*WHAT THE TASK ASKS:* Turn the lines of the records below into a numbered list, skipping any blank lines. Leave the pictures out of your answer.

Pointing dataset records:
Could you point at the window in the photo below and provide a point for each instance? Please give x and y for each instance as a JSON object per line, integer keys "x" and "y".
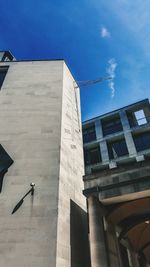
{"x": 142, "y": 141}
{"x": 140, "y": 117}
{"x": 89, "y": 134}
{"x": 117, "y": 149}
{"x": 3, "y": 71}
{"x": 112, "y": 126}
{"x": 92, "y": 156}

*ANSWER TO THIS TASK:*
1. Could you point at the window in the photo below and provide a point for each instance? Please give x and y for each instance as a JSON object per line, integer keys "x" and "y".
2. {"x": 142, "y": 141}
3. {"x": 140, "y": 117}
4. {"x": 89, "y": 134}
5. {"x": 117, "y": 149}
6. {"x": 3, "y": 71}
7. {"x": 112, "y": 126}
8. {"x": 92, "y": 156}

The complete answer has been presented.